### WORK INSTRUCTIONS
[1] According to the Easter sermon, how did the prisoners in the camp learn that the Japanese war effort had collapsed?
[2] Write the next part of the Easter sermon, picking up after its final sentence.

### PAGE TEXT

Alleluia. Christ is risen.
The Lord is risen indeed. Alleluia.
That’s right, Christ is risen, the tomb is empty, the crucifixion wasn’t the end of the story and God hasn’t allowed death to win. This is the good news of Easter, the news that changes everything. The proclamation we make this morning lies at the heart of all we believe as Christians and influences everything we do. It is the news that colors how we see the world. It is the news that defines our lives of faith.
Not long ago I read a story about a man who was held prisoner in Singapore in a Japanese prisoner-of-war camp during the Second World War. It was a fascinating account of the struggle for survival faced by men during war. It was terrible what they went through and incredible what they were willing to do to survive. But what interested me most about this story was the man’s account of the astonishing change in the camp atmosphere when in 1945 one of the prisoners, eavesdropping under the window of the guard’s hut, heard a short wave radio broadcast reporting the collapse of the Japanese war effort. Running back and reporting what he heard, all of the prisoners began to dance and sing, laugh and cry. Many of them were too weak to stand and very near death. Nonetheless, they clapped their hands, smiled and wept with joy. All the while they were still inside the prison, still under guard, still living under horrible conditions. Their immediate situation hadn’t changed but with this news they could live joyfully because they knew how the story was going to end – they knew their enemy had been beaten, they knew that they would be free. (1)

Dataset lines about object locations:

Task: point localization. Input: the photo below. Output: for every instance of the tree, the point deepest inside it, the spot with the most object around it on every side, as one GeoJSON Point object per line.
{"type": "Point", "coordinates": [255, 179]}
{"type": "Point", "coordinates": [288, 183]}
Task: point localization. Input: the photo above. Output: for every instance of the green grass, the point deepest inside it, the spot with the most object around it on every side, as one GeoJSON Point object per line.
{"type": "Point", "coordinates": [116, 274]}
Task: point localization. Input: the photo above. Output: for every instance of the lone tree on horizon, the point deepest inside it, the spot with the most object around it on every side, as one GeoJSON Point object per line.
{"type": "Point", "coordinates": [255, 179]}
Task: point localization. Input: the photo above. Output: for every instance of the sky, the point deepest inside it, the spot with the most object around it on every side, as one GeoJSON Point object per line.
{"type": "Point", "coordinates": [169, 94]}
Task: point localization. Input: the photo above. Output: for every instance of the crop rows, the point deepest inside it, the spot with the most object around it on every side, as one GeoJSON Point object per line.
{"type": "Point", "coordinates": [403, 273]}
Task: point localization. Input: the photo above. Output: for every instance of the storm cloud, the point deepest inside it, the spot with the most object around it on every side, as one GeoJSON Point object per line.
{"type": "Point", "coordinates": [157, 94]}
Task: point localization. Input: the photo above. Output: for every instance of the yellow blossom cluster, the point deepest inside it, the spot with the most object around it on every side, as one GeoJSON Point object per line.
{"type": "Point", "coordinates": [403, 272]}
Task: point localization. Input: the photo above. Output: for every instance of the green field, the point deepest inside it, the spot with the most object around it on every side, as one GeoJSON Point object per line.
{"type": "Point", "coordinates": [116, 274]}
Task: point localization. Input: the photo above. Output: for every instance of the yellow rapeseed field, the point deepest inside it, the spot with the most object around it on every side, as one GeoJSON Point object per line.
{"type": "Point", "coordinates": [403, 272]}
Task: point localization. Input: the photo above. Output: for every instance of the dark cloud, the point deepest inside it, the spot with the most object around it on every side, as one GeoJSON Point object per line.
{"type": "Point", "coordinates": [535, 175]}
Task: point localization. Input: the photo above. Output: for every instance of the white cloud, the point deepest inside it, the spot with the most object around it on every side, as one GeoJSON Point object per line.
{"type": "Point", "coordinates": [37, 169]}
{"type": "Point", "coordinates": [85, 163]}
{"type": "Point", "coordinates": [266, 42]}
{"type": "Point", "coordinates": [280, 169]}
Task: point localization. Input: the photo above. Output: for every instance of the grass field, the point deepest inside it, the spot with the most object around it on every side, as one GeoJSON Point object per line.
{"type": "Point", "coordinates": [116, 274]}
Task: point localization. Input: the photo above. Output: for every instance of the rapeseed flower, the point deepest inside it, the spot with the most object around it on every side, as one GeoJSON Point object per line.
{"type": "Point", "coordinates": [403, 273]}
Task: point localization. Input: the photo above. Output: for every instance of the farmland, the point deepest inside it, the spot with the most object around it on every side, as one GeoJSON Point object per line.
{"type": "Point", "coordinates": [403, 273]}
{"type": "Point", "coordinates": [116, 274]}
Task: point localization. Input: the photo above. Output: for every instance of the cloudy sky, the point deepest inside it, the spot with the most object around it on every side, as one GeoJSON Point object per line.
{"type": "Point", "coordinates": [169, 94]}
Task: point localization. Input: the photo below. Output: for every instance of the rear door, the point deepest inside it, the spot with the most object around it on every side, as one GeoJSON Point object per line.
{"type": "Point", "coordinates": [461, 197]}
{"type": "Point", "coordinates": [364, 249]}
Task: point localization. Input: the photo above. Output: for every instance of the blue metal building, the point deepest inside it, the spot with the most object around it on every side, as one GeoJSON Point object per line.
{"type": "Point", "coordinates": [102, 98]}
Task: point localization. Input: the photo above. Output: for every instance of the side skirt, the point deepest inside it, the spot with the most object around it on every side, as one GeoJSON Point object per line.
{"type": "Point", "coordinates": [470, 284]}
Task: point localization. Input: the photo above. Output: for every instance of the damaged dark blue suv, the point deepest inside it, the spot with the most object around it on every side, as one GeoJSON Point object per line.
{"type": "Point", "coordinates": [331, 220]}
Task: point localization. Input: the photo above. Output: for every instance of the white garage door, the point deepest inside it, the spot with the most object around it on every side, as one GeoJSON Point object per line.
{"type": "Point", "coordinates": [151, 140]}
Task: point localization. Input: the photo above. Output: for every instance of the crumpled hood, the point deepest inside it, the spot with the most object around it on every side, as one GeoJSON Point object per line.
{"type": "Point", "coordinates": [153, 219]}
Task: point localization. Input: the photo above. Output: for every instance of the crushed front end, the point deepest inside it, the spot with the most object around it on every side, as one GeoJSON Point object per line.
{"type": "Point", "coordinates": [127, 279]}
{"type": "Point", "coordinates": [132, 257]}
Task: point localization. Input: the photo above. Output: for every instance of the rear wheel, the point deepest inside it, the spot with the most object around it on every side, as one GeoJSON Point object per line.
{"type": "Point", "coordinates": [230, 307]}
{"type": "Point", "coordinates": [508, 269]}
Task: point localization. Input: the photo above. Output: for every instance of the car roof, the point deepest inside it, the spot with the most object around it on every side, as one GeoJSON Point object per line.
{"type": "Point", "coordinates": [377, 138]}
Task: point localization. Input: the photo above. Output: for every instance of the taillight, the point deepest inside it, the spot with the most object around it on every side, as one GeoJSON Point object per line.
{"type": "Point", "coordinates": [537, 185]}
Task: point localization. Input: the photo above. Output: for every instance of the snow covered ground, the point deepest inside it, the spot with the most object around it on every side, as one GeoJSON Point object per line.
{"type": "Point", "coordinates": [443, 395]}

### RESPONSES IN ORDER
[1] One of the prisoners, eavesdropping under the window of the guard's hut, heard a short wave radio broadcast reporting it.

[2]
The good news of Easter, the news of the empty tomb and the resurrection come to us this morning like a distant news report broadcast from a shortwave radio – the enemy has lost, Jesus has been raised from the dead, God has defeated evil, sin, and death. Their backbone has been broken and you and I can live now in the light of this victory – because we know who wins in the end. Our lives may sometimes be difficult, we may sometimes feel trapped, but like those POW’s on this day we can laugh and sing with joy because we know who wins in the end.
I am reminded of something Archimedes, the ancient Greek mathematician, once said – “Give me a place to stand and I will change the world.” Give me something sure, something I can count on, something that won’t move out from under me, something that won’t change, won’t let me down, and I can change the world. This is what we celebrate today. Easter is our place to stand. The fact of the matter is, without Easter there is no Christianity. Without the resurrection all we have are interesting teachings from an ancient prophet who was put to death by the Romans sometime around the year 33. But if Jesus lives, if the tomb could not hold him, then all that he said and all that he did takes on new meaning. If God raised him from the dead then we know that in Jesus we have in fact found the way, the truth and the life. Because if we stand with Jesus, then nothing can touch us, not even death.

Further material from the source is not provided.